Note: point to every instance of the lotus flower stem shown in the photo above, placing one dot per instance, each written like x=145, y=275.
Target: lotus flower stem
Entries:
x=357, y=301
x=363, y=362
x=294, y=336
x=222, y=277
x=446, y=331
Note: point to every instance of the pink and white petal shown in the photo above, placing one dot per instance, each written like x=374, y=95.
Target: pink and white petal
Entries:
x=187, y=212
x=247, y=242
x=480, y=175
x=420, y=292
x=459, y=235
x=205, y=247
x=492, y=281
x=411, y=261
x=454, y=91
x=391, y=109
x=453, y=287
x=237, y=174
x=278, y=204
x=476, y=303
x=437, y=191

━━━━━━━━━━━━━━━━━━━━━━━━━━━━━━

Exercise instructions: Copy all of the lines above without any changes.

Written response:
Note: point to every instance of the lotus flower stem shown in the photo above, placing one dot per instance, each written like x=145, y=275.
Target: lotus flower stem
Entries:
x=357, y=301
x=363, y=362
x=294, y=336
x=222, y=277
x=446, y=331
Note: point to every instance of the pink and white petal shown in the photo above, placing one dot per instance, each written like x=374, y=95.
Target: pink and white petal
Entries:
x=187, y=212
x=247, y=242
x=480, y=175
x=420, y=292
x=459, y=235
x=205, y=247
x=492, y=281
x=411, y=261
x=454, y=91
x=391, y=109
x=453, y=287
x=237, y=174
x=278, y=204
x=476, y=303
x=437, y=191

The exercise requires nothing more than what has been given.